== Segment start ==

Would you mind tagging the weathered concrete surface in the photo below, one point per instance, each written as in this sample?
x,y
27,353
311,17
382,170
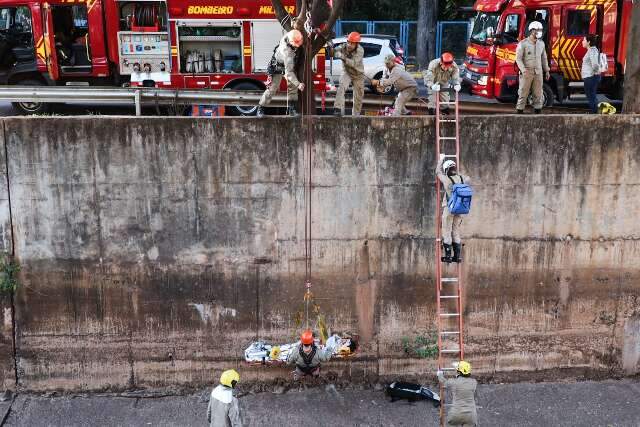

== Segment end ==

Please retype every record shown above, exactly as written, but without pictures.

Response area
Would you mind tagging the weathered concrete surface in the photo below, one point per instance, each written as in this sample?
x,y
27,353
311,17
382,170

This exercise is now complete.